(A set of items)

↓

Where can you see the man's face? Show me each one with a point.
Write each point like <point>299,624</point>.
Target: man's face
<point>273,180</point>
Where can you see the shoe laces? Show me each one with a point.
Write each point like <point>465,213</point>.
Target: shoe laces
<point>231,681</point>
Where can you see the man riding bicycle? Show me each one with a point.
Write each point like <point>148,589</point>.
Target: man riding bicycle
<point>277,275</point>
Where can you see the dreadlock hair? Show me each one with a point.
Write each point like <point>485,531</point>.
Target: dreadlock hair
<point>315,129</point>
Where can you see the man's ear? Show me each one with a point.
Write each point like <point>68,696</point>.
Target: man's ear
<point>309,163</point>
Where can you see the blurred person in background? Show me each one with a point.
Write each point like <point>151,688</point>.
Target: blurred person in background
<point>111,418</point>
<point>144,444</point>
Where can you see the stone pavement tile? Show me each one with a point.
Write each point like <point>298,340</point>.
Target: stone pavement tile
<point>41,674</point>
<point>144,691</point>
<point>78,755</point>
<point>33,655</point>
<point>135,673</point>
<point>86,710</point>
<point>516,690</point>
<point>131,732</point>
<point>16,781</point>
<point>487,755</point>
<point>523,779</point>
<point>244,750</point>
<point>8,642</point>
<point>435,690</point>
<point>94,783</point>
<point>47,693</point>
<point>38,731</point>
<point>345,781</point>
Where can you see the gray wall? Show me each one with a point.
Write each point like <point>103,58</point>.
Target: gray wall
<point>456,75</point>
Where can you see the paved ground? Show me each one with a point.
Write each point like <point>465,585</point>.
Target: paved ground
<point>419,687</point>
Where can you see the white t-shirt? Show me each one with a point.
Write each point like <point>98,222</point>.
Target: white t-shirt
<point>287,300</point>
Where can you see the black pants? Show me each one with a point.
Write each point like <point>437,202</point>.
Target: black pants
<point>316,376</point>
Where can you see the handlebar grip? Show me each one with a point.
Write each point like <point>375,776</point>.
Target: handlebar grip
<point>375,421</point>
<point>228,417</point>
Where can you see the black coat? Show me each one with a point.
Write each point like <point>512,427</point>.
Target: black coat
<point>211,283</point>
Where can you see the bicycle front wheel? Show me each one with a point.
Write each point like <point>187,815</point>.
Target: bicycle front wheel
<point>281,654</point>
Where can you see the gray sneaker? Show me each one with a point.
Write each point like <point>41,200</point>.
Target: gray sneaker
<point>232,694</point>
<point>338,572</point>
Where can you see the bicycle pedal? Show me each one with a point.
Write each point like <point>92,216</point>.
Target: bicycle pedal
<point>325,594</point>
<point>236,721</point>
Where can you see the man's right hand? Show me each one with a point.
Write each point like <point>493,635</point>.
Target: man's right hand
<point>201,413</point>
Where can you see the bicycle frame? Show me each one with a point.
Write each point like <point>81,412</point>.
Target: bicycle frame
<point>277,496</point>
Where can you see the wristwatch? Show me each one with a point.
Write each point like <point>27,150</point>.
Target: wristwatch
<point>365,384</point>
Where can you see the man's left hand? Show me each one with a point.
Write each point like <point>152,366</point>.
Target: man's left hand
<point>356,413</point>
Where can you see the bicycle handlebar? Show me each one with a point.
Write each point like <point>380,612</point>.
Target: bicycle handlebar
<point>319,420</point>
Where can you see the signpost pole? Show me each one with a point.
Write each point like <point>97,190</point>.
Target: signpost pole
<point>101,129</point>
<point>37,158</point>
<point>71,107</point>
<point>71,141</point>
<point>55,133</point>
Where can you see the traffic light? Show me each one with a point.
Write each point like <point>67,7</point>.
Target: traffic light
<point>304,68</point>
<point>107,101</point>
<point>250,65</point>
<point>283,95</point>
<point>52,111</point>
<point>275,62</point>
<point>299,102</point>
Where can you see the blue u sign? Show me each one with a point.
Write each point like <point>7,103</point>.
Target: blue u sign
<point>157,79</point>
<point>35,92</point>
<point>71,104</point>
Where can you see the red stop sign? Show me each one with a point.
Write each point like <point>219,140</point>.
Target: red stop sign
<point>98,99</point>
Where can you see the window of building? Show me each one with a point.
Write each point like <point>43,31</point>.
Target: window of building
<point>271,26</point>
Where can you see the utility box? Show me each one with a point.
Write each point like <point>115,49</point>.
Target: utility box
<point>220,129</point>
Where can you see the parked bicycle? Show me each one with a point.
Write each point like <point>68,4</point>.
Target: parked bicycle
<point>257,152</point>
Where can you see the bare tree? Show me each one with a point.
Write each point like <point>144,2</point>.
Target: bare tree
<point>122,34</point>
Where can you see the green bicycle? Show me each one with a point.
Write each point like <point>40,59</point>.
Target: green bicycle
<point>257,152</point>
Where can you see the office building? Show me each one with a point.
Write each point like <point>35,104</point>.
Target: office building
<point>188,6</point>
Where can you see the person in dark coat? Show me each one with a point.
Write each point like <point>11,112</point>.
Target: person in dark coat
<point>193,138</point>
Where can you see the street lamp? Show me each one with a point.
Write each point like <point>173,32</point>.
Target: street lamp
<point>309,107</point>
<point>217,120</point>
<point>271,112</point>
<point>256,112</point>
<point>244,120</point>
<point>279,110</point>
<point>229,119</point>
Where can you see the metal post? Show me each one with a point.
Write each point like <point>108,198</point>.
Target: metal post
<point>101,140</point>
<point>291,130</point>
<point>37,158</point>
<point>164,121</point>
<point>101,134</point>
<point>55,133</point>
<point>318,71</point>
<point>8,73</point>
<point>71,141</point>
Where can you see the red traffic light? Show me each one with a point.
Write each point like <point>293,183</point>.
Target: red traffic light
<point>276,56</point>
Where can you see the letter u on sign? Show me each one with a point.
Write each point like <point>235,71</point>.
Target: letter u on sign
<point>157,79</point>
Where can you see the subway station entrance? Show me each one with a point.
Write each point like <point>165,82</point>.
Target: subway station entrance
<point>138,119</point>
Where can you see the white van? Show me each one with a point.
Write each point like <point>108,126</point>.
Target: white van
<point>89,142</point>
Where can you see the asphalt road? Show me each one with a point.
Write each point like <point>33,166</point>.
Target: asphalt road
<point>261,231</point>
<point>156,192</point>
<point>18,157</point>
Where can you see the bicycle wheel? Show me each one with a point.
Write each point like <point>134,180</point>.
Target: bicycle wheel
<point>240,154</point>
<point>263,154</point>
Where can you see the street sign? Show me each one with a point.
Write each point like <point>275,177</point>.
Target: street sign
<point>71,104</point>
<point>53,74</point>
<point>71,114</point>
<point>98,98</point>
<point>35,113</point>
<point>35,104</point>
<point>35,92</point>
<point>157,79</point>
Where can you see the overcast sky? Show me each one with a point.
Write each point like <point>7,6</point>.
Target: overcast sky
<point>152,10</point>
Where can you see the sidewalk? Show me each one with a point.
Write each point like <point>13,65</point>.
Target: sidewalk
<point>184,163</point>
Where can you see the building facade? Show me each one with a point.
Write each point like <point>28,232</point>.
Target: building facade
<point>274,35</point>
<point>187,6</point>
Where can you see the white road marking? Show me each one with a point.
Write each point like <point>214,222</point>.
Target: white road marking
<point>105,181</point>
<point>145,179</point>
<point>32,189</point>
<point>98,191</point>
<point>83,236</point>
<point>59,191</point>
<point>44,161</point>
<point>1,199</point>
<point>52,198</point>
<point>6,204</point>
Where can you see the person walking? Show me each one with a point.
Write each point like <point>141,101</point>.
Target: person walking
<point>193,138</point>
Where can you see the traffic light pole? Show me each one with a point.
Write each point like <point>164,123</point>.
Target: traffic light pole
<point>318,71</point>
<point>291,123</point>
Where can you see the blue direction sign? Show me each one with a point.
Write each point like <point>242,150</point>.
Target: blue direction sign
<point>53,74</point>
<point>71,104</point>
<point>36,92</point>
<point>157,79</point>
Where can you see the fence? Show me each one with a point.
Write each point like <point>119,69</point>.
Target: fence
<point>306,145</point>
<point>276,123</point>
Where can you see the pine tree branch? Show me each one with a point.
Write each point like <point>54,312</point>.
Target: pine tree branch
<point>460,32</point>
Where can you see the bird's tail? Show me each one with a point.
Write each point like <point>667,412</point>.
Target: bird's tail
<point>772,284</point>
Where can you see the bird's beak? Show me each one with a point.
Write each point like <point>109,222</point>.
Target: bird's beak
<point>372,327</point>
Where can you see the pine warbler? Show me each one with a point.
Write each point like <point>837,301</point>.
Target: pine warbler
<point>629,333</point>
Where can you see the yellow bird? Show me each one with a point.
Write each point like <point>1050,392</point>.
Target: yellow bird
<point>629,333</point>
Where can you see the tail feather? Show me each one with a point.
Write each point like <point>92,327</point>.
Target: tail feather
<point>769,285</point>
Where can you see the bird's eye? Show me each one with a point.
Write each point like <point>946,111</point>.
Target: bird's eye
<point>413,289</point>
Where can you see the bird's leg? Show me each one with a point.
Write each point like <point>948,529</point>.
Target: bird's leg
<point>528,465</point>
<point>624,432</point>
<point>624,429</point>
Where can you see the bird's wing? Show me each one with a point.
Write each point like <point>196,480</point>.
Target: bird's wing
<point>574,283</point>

↑
↓

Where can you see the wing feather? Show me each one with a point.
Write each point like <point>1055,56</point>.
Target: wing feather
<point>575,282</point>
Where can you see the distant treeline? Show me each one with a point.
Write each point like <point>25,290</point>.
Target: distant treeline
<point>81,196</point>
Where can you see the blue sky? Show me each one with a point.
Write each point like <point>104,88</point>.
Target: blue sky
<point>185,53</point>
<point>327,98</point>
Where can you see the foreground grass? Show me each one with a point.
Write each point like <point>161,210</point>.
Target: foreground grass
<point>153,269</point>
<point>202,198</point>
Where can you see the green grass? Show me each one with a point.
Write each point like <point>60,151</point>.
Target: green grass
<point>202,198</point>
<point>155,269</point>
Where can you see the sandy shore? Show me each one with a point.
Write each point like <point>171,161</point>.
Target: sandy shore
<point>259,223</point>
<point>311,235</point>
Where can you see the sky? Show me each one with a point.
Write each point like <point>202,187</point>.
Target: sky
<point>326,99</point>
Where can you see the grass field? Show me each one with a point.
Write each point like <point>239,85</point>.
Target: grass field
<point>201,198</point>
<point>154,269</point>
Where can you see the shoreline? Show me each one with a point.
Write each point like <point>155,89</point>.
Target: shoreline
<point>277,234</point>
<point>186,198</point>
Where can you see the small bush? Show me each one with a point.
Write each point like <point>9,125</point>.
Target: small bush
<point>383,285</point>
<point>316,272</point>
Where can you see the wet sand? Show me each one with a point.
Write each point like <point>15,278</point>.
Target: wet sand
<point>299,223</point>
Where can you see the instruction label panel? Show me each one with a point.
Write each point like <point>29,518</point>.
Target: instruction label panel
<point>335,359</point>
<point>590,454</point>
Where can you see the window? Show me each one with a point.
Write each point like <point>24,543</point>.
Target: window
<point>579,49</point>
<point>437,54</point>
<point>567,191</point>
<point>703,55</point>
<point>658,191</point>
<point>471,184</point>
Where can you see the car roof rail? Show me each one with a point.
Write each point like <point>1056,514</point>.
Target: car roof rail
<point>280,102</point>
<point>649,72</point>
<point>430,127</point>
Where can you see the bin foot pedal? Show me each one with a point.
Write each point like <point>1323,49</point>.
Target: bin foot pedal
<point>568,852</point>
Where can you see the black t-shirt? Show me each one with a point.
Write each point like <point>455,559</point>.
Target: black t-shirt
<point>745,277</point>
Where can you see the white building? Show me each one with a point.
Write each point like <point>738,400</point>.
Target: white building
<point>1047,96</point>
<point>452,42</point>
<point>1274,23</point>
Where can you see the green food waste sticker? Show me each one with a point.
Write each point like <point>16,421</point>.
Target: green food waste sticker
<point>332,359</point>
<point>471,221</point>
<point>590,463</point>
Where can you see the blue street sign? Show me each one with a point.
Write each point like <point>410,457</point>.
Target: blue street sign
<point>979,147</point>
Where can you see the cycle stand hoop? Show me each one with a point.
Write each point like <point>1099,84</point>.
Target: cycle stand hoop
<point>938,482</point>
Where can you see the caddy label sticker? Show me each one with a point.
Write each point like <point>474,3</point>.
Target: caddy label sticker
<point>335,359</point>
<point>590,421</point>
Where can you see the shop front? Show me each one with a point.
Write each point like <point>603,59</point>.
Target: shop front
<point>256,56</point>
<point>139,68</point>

↑

Reproduce, word for word, the part of the items above that opens with the line containing "Where can you see the green grass?" and closes with the line containing "<point>154,269</point>", including both of those lines.

Where can you see the green grass? Show me each one with a point.
Write each point like <point>60,151</point>.
Target: green grass
<point>202,198</point>
<point>155,269</point>
Where can you see the sandy shore? Show me each one with a point.
Write each point like <point>171,161</point>.
Target: sandy shore
<point>259,223</point>
<point>311,235</point>
Where can you see the sky? Show me each one with a point.
Write each point like <point>202,187</point>.
Target: sky
<point>326,99</point>
Where can you see the grass field? Show me each one with a point.
Write each point like <point>239,85</point>.
Target: grass field
<point>201,198</point>
<point>154,269</point>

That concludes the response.